## QUOTED TEXT
TRIVIA: Despite being the most powerful of all the Elder Gods who ruled the earth millennia before the Dawn of Man, Cthulhu is perhaps best known today for playing Davy Jones in the PIRATES OF THE CARIBBEAN movies.

SANTANICO PANDEMONIUM



WHY? Important safety tip. If one is frequenting a gentlemen’s establishment for, say, le boobies, one should expect to hear the DJ announcing succulent moisties going by names like “Cinnamon” or “Dakota.” Safe, established stripper aliases. But if a hot toddy is telling you her name is “Santanico Pandemonium” up front, that’s a clue. Grab your sack and run.

I’ll own up to my bias. Santanico as one of the coolest monsters ever? Oh sure, reptilian snake vampiresses are way up there, but for pure monstrosity I think that both Amanda Donohoe in LAIR OF THE WHITE WORM and Jacqueline Pearce in Hammer’s THE REPTILE are far more engaging. But this one goes out to the little baron. Salma Hayek could not be hotter if she was made out of wasabi and napalm. I have never had a conversation about FROM DUSK TILL DAWN with a straight man that did not revolve around Santanico’s table dance. And I have never had a conversation about FROM DUSK TILL DAWN with a gay man.
TRIVIA: Besides this legendary appearance in FDTD, Salma also appears in Robert Rodriguez’ often overlooked bodysnatcher flick, THE FACULTY, a movie that ranks high on my roster of guilty pleasures. When you consider her willingness to work with (high profile but still) counter culture directors like Rodriguez, Quentin Tarantino and Kevin Smith, while still having the chops to pull off a tour de force like FRIDA, she might well be one of Hollywood’s coolest actresses in addition to being the hottest.

THE CENOBITES



WHY?
“HEY! You got your bondage sex in my horror! “
“HEY! You got your horror in my bondage sex!”

## DIRECTIVE A
Output, verbatim, the portion of the movie-monster piece that opens with the words containing "TRIVIA: Despite being" and closes with "sack and run.".
## DIRECTIVE B
According to the movie-monster piece, what role is Cthulhu perhaps best known today for playing?

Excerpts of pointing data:
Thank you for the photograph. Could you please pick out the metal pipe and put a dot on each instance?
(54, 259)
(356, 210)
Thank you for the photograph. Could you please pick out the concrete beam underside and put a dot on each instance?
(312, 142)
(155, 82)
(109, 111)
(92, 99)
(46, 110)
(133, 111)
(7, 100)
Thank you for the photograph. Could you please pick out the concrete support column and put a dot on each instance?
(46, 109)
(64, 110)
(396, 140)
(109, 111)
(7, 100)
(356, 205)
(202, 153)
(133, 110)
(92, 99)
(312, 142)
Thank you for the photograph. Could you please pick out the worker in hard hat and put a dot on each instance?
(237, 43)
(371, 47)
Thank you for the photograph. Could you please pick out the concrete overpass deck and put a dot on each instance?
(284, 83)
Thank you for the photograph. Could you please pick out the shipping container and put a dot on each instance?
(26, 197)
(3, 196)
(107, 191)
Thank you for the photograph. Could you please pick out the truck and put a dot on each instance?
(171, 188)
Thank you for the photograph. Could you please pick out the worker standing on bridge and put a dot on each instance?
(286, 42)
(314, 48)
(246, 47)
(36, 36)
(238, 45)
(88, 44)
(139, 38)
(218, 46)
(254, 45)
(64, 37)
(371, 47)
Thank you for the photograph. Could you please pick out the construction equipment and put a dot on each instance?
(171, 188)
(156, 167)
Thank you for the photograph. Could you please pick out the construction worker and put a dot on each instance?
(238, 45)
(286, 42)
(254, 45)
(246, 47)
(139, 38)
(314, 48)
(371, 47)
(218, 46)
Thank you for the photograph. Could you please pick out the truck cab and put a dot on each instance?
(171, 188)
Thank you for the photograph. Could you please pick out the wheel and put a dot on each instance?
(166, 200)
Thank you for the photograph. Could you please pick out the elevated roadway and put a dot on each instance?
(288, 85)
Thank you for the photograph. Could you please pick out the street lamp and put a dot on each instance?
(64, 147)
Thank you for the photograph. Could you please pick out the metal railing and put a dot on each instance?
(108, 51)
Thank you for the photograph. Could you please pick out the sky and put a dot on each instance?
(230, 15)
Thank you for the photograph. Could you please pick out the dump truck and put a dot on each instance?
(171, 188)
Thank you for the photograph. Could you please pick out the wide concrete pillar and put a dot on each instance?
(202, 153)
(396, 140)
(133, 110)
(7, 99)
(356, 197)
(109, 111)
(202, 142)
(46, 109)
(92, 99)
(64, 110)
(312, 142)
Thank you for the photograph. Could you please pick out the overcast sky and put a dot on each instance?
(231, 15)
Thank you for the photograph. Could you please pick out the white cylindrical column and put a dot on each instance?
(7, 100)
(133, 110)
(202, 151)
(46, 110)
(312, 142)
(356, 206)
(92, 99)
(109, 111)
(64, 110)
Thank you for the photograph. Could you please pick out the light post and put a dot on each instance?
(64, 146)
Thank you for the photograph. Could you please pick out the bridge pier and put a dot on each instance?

## REPLY A
TRIVIA: Despite being the most powerful of all the Elder Gods who ruled the earth millennia before the Dawn of Man, Cthulhu is perhaps best known today for playing Davy Jones in the PIRATES OF THE CARIBBEAN movies.

SANTANICO PANDEMONIUM



WHY? Important safety tip. If one is frequenting a gentlemen’s establishment for, say, le boobies, one should expect to hear the DJ announcing succulent moisties going by names like “Cinnamon” or “Dakota.” Safe, established stripper aliases. But if a hot toddy is telling you her name is “Santanico Pandemonium” up front, that’s a clue. Grab your sack and run.

## REPLY B
Davy Jones in the PIRATES OF THE CARIBBEAN movies.